(Extracted data entries)
—————
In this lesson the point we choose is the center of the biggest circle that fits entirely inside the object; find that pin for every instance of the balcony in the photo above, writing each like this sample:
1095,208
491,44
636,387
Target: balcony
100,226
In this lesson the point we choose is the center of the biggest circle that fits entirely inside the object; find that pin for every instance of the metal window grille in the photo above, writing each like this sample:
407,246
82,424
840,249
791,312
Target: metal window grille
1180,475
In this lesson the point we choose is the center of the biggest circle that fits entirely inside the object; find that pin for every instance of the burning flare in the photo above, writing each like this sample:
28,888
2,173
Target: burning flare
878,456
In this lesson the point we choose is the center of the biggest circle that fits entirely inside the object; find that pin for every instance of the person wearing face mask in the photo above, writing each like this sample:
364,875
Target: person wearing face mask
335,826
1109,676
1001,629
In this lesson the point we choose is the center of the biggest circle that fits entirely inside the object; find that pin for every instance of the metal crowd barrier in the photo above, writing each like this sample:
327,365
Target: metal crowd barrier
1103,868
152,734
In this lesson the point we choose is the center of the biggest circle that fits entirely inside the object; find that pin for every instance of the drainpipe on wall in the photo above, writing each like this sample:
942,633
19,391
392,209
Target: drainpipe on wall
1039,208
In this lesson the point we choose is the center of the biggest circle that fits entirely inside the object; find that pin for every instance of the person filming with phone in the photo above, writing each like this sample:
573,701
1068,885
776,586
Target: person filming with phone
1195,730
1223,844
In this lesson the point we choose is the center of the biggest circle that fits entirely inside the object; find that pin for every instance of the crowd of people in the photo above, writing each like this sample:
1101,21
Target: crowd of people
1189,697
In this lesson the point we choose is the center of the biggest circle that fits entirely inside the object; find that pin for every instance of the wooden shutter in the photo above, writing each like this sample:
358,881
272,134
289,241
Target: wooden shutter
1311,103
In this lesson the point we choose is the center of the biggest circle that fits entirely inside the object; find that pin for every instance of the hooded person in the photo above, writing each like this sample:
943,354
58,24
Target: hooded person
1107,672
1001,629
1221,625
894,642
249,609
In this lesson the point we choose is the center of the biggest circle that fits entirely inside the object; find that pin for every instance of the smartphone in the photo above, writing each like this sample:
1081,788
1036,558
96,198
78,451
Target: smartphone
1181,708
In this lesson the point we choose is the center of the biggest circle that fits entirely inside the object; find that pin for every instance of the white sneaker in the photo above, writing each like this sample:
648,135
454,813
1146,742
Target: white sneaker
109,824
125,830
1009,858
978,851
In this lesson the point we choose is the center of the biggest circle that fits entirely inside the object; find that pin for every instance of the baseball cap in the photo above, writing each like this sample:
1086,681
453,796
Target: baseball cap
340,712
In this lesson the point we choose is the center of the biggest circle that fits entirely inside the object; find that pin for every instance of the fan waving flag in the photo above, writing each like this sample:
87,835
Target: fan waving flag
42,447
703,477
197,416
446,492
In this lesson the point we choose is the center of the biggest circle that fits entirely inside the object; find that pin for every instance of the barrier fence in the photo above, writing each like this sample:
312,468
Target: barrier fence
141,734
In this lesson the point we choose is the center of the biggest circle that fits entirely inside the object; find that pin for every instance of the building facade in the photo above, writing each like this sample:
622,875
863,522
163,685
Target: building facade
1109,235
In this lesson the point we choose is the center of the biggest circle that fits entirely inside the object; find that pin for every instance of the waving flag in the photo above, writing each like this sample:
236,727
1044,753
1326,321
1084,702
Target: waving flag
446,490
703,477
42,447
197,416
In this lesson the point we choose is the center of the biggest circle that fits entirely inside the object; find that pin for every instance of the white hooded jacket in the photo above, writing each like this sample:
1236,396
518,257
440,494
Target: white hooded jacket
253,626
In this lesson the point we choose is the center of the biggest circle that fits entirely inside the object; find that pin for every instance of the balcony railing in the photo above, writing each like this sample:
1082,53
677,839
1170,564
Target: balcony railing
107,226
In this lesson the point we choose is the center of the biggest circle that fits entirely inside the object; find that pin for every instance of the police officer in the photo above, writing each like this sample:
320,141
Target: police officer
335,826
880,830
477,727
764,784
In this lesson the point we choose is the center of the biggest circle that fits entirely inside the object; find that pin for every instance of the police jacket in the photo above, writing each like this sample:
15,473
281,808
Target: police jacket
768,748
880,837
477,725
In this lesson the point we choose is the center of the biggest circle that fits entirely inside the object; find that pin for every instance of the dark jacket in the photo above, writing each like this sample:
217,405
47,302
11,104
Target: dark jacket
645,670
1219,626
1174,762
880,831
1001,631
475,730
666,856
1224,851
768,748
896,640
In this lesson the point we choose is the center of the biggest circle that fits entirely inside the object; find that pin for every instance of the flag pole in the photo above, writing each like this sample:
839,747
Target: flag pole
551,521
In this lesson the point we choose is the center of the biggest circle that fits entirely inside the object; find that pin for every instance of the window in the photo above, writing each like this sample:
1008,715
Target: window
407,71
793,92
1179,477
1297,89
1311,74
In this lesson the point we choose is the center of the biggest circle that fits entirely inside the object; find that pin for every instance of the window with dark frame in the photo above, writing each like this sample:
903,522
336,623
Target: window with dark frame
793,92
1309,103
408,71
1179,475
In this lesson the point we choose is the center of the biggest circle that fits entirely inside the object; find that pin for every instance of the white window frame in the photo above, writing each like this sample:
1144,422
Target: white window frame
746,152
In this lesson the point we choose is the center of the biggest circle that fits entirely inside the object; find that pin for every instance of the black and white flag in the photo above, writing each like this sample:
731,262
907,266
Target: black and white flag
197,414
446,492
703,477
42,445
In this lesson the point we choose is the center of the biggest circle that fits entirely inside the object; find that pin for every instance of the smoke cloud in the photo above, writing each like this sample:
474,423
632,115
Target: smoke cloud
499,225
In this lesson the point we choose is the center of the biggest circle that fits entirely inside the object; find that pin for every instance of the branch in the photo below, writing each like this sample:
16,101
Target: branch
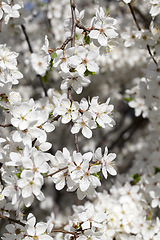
12,220
31,50
80,26
27,38
65,43
7,125
136,123
74,22
134,17
136,22
50,175
63,231
55,118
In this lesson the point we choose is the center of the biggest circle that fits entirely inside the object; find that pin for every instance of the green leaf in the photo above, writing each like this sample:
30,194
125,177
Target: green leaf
87,72
86,38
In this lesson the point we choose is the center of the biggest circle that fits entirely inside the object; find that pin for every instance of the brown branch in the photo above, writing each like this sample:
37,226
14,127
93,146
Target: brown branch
7,125
134,17
63,231
76,142
55,118
50,175
74,22
31,50
12,220
139,28
80,26
149,50
27,38
65,43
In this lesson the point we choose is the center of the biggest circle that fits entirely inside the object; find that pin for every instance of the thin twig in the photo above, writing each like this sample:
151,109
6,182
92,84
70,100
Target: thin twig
76,142
80,26
31,50
7,125
63,231
74,22
50,175
55,118
65,43
27,38
139,28
12,220
134,17
42,84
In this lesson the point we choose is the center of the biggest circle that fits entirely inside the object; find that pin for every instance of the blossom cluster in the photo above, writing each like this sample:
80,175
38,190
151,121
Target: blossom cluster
47,142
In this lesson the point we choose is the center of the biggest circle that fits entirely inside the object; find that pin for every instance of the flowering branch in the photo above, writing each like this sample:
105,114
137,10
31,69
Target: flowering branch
31,50
7,125
63,231
12,220
139,28
74,22
50,175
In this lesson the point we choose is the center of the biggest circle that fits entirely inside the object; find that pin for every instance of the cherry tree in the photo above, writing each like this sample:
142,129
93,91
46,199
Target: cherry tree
64,67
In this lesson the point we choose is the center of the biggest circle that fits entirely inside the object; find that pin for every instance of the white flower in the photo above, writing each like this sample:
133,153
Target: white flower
45,50
31,183
91,218
39,63
11,189
68,110
85,123
23,115
101,112
127,1
63,59
74,80
37,231
7,58
107,163
11,12
103,28
82,173
155,7
85,60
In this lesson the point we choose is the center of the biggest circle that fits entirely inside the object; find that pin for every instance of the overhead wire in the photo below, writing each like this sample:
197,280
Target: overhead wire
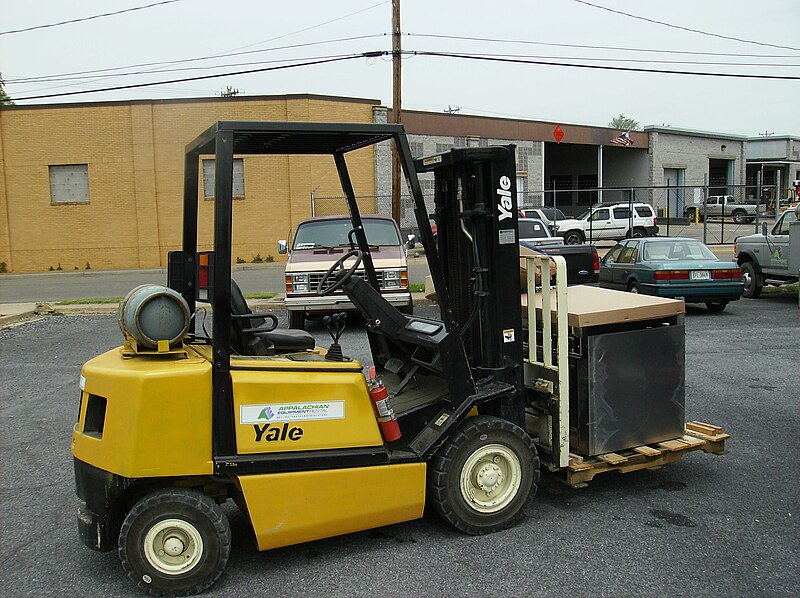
—————
If a line of the records above holds the word "wire", show it.

In this lesson the point we choose is the center of the biggest circle that fits entirely inside the object; find that pin for every instance of the overhead wire in the photo below, writing each like this sample:
Target: overhead wire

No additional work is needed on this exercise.